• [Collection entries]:
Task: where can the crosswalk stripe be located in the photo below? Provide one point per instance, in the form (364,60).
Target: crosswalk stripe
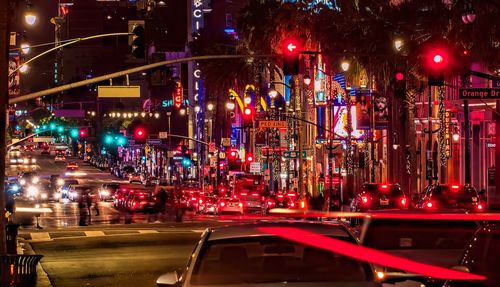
(40,236)
(149,231)
(94,233)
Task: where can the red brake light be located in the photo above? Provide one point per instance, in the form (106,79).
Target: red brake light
(384,187)
(403,201)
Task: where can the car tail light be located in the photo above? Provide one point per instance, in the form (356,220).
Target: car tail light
(403,201)
(365,199)
(384,187)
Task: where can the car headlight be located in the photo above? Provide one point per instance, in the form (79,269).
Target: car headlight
(33,190)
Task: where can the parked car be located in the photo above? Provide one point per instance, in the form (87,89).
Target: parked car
(229,205)
(374,196)
(450,196)
(246,255)
(107,190)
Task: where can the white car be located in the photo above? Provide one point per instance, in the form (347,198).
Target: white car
(246,255)
(229,205)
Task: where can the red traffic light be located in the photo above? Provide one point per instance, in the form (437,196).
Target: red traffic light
(400,76)
(140,133)
(82,132)
(248,112)
(291,47)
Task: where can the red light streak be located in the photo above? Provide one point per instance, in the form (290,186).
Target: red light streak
(368,254)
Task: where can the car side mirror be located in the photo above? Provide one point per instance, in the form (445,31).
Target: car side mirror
(461,268)
(167,279)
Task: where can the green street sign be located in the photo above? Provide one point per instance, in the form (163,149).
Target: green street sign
(294,154)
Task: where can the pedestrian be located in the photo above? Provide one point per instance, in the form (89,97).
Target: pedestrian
(82,208)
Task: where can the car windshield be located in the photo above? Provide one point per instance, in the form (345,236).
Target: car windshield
(447,194)
(271,259)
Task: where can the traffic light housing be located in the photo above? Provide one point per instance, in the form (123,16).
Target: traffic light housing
(248,116)
(82,133)
(291,58)
(137,30)
(437,62)
(400,83)
(140,134)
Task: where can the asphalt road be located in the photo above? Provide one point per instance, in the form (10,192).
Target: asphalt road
(121,256)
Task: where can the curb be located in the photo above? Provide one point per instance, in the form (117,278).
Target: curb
(42,278)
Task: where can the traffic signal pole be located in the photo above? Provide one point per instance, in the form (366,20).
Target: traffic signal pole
(4,56)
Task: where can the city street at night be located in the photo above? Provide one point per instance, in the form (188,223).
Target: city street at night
(255,143)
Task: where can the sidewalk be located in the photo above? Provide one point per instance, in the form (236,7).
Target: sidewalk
(42,277)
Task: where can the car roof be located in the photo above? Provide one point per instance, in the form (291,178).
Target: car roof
(250,229)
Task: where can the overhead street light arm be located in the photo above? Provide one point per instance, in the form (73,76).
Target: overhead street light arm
(126,72)
(67,44)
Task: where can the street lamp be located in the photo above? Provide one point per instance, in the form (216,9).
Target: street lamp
(345,66)
(230,106)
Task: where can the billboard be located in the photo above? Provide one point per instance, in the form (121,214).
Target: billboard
(381,112)
(13,84)
(362,104)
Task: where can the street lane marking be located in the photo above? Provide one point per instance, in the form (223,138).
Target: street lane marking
(40,236)
(94,233)
(149,231)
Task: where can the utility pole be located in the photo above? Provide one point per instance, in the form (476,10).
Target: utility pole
(4,33)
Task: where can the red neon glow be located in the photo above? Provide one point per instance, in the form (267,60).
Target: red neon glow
(364,199)
(367,254)
(403,201)
(400,76)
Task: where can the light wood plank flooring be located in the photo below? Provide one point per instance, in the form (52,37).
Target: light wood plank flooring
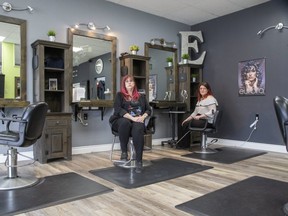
(156,199)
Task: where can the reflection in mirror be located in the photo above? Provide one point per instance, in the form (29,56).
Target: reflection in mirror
(163,80)
(94,67)
(12,61)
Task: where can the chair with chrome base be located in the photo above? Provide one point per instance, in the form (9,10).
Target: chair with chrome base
(29,130)
(131,163)
(204,130)
(281,109)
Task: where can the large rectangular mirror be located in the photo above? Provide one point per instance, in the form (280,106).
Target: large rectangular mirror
(94,68)
(163,78)
(12,62)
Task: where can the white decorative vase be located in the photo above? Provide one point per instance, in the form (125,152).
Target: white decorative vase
(52,38)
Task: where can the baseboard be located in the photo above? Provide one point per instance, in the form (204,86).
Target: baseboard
(250,145)
(155,142)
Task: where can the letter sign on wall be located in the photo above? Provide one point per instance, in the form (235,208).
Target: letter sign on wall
(194,45)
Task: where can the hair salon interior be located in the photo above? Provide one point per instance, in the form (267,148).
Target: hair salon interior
(83,106)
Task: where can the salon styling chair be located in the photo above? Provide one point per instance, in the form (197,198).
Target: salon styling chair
(281,109)
(21,131)
(131,163)
(204,130)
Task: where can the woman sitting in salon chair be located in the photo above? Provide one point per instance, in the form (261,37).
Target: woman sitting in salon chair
(130,110)
(205,108)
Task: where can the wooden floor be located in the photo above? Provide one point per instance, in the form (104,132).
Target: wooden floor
(156,199)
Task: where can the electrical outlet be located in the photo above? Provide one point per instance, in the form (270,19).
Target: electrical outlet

• [Task statement]: Rewrite every line of the material from the one containing "Task: where can the woman" through the end of the material, inclusive. Shift the answer coordinates by adding 110 to each of their numbers, and leave all other text unchanged.

• [Result of the exercise]:
Task: where can the woman sitting in salon chair be located in the photo above? Provide one point per instance, in the form (261,37).
Target: woman sitting in salon chair
(240,220)
(315,218)
Task: where can the wooden floor be located in the photo above? Provide one point per instance, in the form (104,132).
Target: wooden floor
(266,309)
Task: where can the electrical outlet be located in the photo above? Provide one point per instance, in the form (270,19).
Target: electrical outlet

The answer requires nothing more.